[[ PASSAGE PROVIDED, beginning ]]
His first solo show was in 1952, at the Alan Gallery in Manhattan. Since 1961, he has been with the Terry Dintenfass Gallery there. Other solo exhibits form an orderly punctuation through the decades.

But if Mr. King's career as an artist followed a steady track, his love life seems to have been scattered with emotional landmines. Every decade or so another one exploded, catapulting him on a new romantic trajectory.

His first marriage fell apart following an "amour fou" with an English art student, better known now as the cookbook writer Shirley King, whom he married in 1955.

They were divorced 10 years later after he fell in love with Annie Kobin, and that marriage in its turn ended by 1977, when Mr. King moved full time to the East End to live in Springs with the painter Cile Downs.

Eye-Opener

His present relationship, with another painter, Connie Fox, has broken the pattern - they have been together for about 18 years.

"One of my wives said, 'You love those statues more than you love me.' And I thought, 'It's true.' But," added the sculptor, "if you fall in love, it always stays in some way - it doesn't just go away."

"Graham Greene once said, 'At the center of every artist, there's a chip of ice.' I had some big sculptures on 79th Street and I heard one of them had blown over. I got this terrible, sick feeling in my stomach," Mr. King remembered. "Not long after, Annie came to my studio and told me my mother had died. There really was not much of a feeling, not compared to what I'd felt about the sculpture."

"That was an eye-opener - monstrous, in a way."

Personal Bugaboos

In comparing the relative strengths of emotional feelings and castigating himself for falling short, Mr. King seems to forget that he really is not a good example of an icy-hearted anything.

From time to time, the letters pages of this newspaper are graced (or cursed, according to the reader's political leanings), by Mr. King's pointed cartoons and outraged letters.

Among the targets of his wrath have been local Republicans, greedy developers (in the person of characters called Bucks Biggy and Bucks Piggy), Shoreham, the Pentagon, racism, Central American policy, the gun lobby, and other personal bugaboos.
[[ PASSAGE PROVIDED, end ]]
[[ PROVIDED INFORMATION, beginning ]]
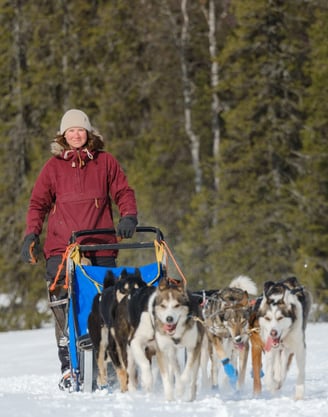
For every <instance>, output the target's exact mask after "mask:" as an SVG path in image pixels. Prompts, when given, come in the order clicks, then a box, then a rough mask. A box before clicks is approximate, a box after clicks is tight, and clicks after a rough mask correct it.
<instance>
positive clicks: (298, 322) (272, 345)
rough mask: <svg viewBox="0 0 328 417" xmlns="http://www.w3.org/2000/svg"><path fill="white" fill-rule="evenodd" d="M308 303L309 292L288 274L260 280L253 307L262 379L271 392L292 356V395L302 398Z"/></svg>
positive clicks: (296, 397)
mask: <svg viewBox="0 0 328 417" xmlns="http://www.w3.org/2000/svg"><path fill="white" fill-rule="evenodd" d="M310 307H311V295H310V293H309V292H308V291H307V290H306V289H305V288H304V287H302V286H301V285H300V284H299V282H298V280H297V278H295V277H290V278H287V279H284V280H281V281H278V282H272V281H268V282H266V283H265V284H264V291H263V297H262V298H261V299H260V302H259V305H258V311H257V317H258V323H259V327H260V335H261V339H262V342H263V345H264V350H265V352H266V354H265V372H264V383H265V385H266V386H267V388H268V389H269V390H270V391H271V392H275V391H277V390H279V389H280V388H281V387H282V385H283V383H284V381H285V378H286V375H287V372H288V369H289V366H290V364H291V360H292V358H293V356H295V359H296V365H297V370H298V373H297V379H296V389H295V399H297V400H298V399H303V398H304V380H305V356H306V345H305V328H306V324H307V319H308V315H309V311H310Z"/></svg>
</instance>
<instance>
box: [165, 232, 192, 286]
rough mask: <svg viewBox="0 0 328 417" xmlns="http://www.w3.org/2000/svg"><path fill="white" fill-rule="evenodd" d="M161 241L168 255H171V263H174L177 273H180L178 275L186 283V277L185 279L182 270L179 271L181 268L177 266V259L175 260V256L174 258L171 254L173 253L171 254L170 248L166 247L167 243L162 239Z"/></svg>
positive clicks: (170, 250) (173, 256) (186, 281)
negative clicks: (181, 278) (162, 239)
mask: <svg viewBox="0 0 328 417" xmlns="http://www.w3.org/2000/svg"><path fill="white" fill-rule="evenodd" d="M161 243H162V244H163V245H164V247H165V249H166V251H167V253H168V254H169V255H170V257H171V259H172V261H173V263H174V265H175V267H176V269H177V270H178V272H179V274H180V276H181V278H182V280H183V282H184V283H185V284H186V283H187V279H186V277H185V276H184V275H183V272H182V271H181V269H180V267H179V265H178V263H177V261H176V260H175V258H174V256H173V254H172V252H171V249H170V248H169V247H168V245H167V243H166V242H165V241H164V240H162V241H161Z"/></svg>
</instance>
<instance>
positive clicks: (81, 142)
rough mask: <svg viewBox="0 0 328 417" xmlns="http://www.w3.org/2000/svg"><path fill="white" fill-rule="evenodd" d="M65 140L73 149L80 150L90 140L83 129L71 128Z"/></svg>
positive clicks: (66, 134)
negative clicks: (86, 142) (77, 149)
mask: <svg viewBox="0 0 328 417" xmlns="http://www.w3.org/2000/svg"><path fill="white" fill-rule="evenodd" d="M65 139H66V142H67V143H68V145H69V146H70V148H71V149H79V148H82V146H84V145H85V144H86V142H87V140H88V133H87V131H86V130H85V129H83V127H71V128H69V129H67V130H66V132H65Z"/></svg>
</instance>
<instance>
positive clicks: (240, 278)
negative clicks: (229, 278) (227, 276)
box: [229, 275, 257, 295]
mask: <svg viewBox="0 0 328 417" xmlns="http://www.w3.org/2000/svg"><path fill="white" fill-rule="evenodd" d="M229 287H230V288H239V289H241V290H243V291H247V292H248V294H250V295H256V294H257V287H256V284H255V282H254V281H253V280H252V279H251V278H249V277H247V276H245V275H239V276H238V277H236V278H234V279H233V280H232V281H231V282H230V285H229Z"/></svg>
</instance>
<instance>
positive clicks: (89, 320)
[[ PROVIDED INFORMATION, end ]]
■ INSTRUCTION ■
According to the profile of the sculptor Mr. King, which gallery has he been with since 1961?

■ EXERCISE ANSWER ■
The Terry Dintenfass Gallery in Manhattan.